Your instructions: For every entry that follows, return the words exactly and omit any picture.

*** Raw data ***

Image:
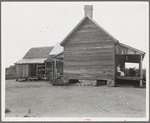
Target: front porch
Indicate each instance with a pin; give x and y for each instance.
(131, 74)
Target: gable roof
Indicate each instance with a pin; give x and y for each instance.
(129, 47)
(86, 16)
(38, 52)
(50, 58)
(115, 40)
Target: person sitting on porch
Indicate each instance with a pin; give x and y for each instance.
(119, 71)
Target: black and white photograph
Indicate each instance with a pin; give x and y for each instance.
(75, 61)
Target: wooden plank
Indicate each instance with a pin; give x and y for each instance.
(128, 78)
(89, 63)
(87, 77)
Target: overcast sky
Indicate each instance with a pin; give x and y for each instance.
(37, 24)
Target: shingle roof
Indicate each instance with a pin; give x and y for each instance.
(38, 52)
(50, 58)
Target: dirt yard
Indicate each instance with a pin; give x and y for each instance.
(46, 100)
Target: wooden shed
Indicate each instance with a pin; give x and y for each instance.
(32, 64)
(91, 53)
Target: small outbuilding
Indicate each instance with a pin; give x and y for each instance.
(33, 65)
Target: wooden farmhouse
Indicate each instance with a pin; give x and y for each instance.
(91, 53)
(33, 64)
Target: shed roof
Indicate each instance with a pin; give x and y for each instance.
(36, 55)
(38, 52)
(31, 61)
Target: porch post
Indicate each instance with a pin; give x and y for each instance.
(55, 67)
(141, 71)
(114, 55)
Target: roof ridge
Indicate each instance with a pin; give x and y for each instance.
(102, 28)
(42, 47)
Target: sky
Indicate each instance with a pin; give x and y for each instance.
(38, 24)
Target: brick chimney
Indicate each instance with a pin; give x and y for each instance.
(88, 10)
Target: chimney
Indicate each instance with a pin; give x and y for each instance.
(88, 10)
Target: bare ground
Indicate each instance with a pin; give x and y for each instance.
(73, 101)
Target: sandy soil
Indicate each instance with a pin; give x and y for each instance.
(73, 101)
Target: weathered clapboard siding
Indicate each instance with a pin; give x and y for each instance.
(88, 53)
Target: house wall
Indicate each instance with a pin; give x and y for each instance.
(89, 53)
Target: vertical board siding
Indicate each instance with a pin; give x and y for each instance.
(88, 53)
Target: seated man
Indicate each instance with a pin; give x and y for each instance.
(119, 71)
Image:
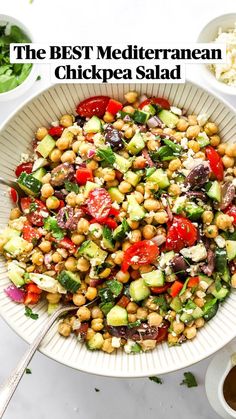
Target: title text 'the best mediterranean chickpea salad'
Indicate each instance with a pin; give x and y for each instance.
(134, 204)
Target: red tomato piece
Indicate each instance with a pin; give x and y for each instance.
(114, 106)
(35, 210)
(140, 253)
(95, 105)
(175, 288)
(83, 174)
(161, 101)
(29, 233)
(99, 203)
(56, 131)
(216, 163)
(24, 167)
(181, 233)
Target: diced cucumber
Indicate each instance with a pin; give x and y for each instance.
(168, 118)
(69, 280)
(117, 316)
(161, 178)
(29, 184)
(135, 211)
(46, 146)
(136, 144)
(120, 232)
(93, 125)
(116, 195)
(95, 342)
(213, 190)
(15, 246)
(132, 177)
(139, 290)
(140, 117)
(230, 249)
(176, 304)
(91, 251)
(90, 186)
(39, 173)
(154, 278)
(122, 164)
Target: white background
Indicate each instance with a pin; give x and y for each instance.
(53, 390)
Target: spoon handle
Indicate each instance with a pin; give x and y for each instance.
(8, 388)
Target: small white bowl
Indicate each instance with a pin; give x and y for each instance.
(30, 79)
(208, 34)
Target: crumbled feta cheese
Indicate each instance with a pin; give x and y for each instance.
(196, 253)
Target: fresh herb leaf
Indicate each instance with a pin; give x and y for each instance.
(189, 380)
(157, 380)
(29, 313)
(50, 224)
(106, 154)
(71, 187)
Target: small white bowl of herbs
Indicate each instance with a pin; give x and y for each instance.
(15, 79)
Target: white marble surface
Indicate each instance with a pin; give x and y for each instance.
(54, 390)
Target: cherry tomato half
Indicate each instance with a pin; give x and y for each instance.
(181, 233)
(99, 203)
(140, 253)
(216, 163)
(95, 105)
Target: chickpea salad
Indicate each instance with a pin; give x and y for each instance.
(130, 205)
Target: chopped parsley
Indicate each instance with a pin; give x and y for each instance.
(189, 380)
(71, 187)
(29, 313)
(50, 224)
(156, 380)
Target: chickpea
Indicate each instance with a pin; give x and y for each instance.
(122, 277)
(83, 226)
(83, 264)
(52, 202)
(211, 231)
(174, 190)
(223, 221)
(161, 217)
(149, 231)
(190, 332)
(174, 164)
(228, 161)
(41, 133)
(77, 238)
(124, 187)
(151, 204)
(182, 125)
(210, 128)
(192, 131)
(207, 217)
(66, 120)
(47, 190)
(45, 246)
(15, 213)
(178, 327)
(79, 299)
(83, 314)
(91, 293)
(64, 329)
(154, 319)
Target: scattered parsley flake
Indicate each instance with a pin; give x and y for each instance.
(189, 380)
(29, 313)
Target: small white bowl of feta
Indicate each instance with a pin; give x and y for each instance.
(222, 29)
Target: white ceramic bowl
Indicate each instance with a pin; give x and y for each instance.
(28, 82)
(209, 34)
(15, 138)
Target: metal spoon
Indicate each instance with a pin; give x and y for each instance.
(7, 389)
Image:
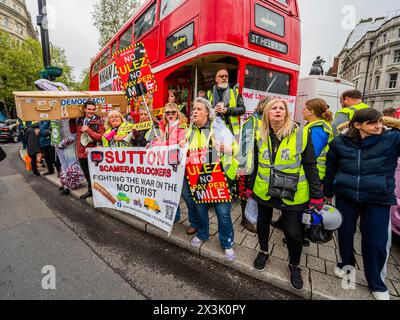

*** End of Raw data ***

Response:
Image:
Target: front porch
Indicate each instance with a pin; give x and y for each instance.
(131, 74)
Target: gable roof
Indicate each instance with a pin; give x and y for each instance.
(129, 47)
(86, 16)
(38, 52)
(50, 58)
(115, 40)
Target: person sitting on porch
Indicate each instance with a pin; give x and y for each instance.
(119, 71)
Target: black and white photograph
Indicate each instance with a pin; give x and y for each instance.
(75, 61)
Target: wooden plank
Indicate each instance with a pin; give x and y for each instance.
(128, 78)
(89, 63)
(87, 77)
Target: overcast sky
Indicate each instance with a pin; give x and y for each instance.
(37, 24)
Target: shingle roof
Indicate each instance with a pin; give x and y for each instance.
(38, 52)
(50, 58)
Target: dirt yard
Indicate each instance with a pin; give x and y for each instance.
(46, 100)
Target: wooden shed
Indicate each instance with a pin; give x and y for each instance.
(32, 64)
(91, 53)
Target: small outbuilding
Indicate each instance with a pin; give x and y for each instance.
(33, 65)
Target: wooden farmhouse
Indicate each instance with a pin; give x and y for each instance.
(91, 53)
(33, 64)
Target: shed roof
Indicate each instance with a pin; give x and y for each instance.
(36, 55)
(38, 52)
(31, 61)
Target: porch post
Indicate each instance with a pin; give x and y for each instance.
(55, 67)
(141, 71)
(114, 55)
Target: roof ridge
Indicate each instance with a pin; give x and y for each instance.
(102, 28)
(42, 47)
Target: sky
Indicate each instance with a pin; give x and y for each instance.
(38, 24)
Target: brick chimney
Indicate each instance with a pin; give x and y for each instance.
(88, 10)
Target: chimney
Indicate each instance with a pin; give x and y for each instance.
(88, 10)
Target: bare ground
Indicate each instance with a pin; give x and y for each instance.
(73, 101)
Target: sandy soil
Indicate each instance with a pin; give x and y for each instance.
(73, 101)
Target: weathered clapboard siding
Indicate each instance with a pin; give x and y for each instance.
(88, 53)
Target: house wall
Indicate each instance with a pin; give x and y for each instance.
(89, 53)
Target: vertical board siding
Indicate each instance with a pin; give x and y for each instance.
(88, 53)
Target: seated man
Indicate each instance with a pin; give x and y for each instance.
(119, 71)
Image:
Target: title text 'the best mediterranean chickpea salad'
Indicate each instance with a pin; give x and y for each instance.
(134, 204)
Target: red tomato piece
Indicate each instance with a pin; give x and y for each instance.
(114, 106)
(35, 210)
(140, 253)
(95, 105)
(175, 288)
(83, 174)
(161, 101)
(29, 233)
(99, 203)
(56, 131)
(216, 163)
(24, 167)
(181, 233)
Target: diced cucumber
Indicate each instance with a pin; give x and y for each instance.
(168, 118)
(69, 280)
(117, 316)
(161, 178)
(29, 184)
(135, 211)
(46, 146)
(136, 144)
(120, 232)
(93, 125)
(116, 195)
(95, 342)
(213, 190)
(15, 246)
(132, 177)
(139, 290)
(140, 117)
(230, 249)
(176, 304)
(91, 251)
(90, 186)
(39, 173)
(154, 278)
(122, 164)
Target: white background
Indicate each instance with a pin; give x and y for each instance.
(53, 390)
Target: spoon handle
Indicate each instance with a pin; give x and y for each instance.
(8, 388)
Target: small white bowl
Indicate each instance with a pin; give x and y for each instance.
(30, 79)
(208, 34)
Target: crumbled feta cheese
Indicate each instance with a pin; give x and y for each instance.
(196, 253)
Target: fresh herb leaf
Indicate each instance with a pin; give x and y for each instance.
(189, 380)
(157, 380)
(29, 313)
(50, 224)
(106, 154)
(71, 187)
Target: small white bowl of herbs
Indicate each instance with a pin; give x and y for each instance.
(15, 79)
Target: white marble surface
Indicate each instance with a pin; give x and y for each instance.
(54, 390)
Target: cherry tomato half
Indicate each instance with a pin; give x and y for each instance.
(181, 233)
(99, 203)
(140, 253)
(216, 163)
(95, 105)
Target: chickpea salad
Indicate each instance with a pin; give x and y for each instance.
(130, 205)
Target: chopped parsley
Indicate each instance with a pin; give x and y for each instance.
(189, 380)
(71, 187)
(29, 313)
(50, 224)
(156, 380)
Target: chickpea
Indicate each instance with a pin; give x and y for each instance.
(122, 277)
(83, 226)
(83, 264)
(52, 202)
(211, 231)
(174, 190)
(223, 221)
(161, 217)
(149, 231)
(190, 332)
(174, 164)
(228, 161)
(41, 133)
(77, 238)
(124, 187)
(151, 204)
(182, 125)
(210, 128)
(192, 131)
(207, 217)
(66, 120)
(47, 190)
(45, 246)
(15, 213)
(178, 327)
(79, 299)
(83, 314)
(91, 293)
(64, 329)
(154, 319)
Target: scattered parsley flake
Indicate each instance with a pin; give x and y for each instance.
(189, 380)
(29, 313)
Target: small white bowl of feta
Indicate each instance with a pin; give x and y for each instance.
(222, 29)
Target: white ceramic bowl
Indicate each instance with a pin; give x and y for each instance.
(28, 82)
(209, 34)
(15, 138)
Target: metal spoon
Indicate each instance with a pin; give x and y for each instance.
(7, 389)
Image:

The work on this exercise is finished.